Rewrite all the lines below, keeping their wording, but multiply every coordinate in the answers by 1.45 and round each result to a whole number, rounding halves up. Leave the pictures out.
☆ ☆ ☆
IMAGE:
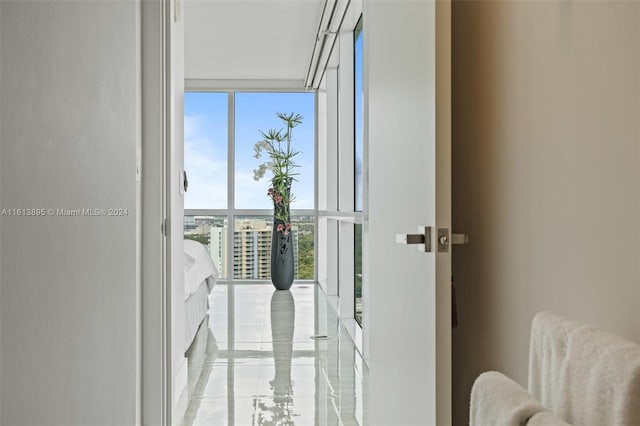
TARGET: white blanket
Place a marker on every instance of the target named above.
(546, 418)
(198, 266)
(498, 400)
(584, 375)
☆ ☆ ☆
**TASK OUTPUT**.
IMAGE:
TARGET: white blanket
Place a marker on every instance of the target named above.
(792, 606)
(287, 386)
(722, 580)
(847, 544)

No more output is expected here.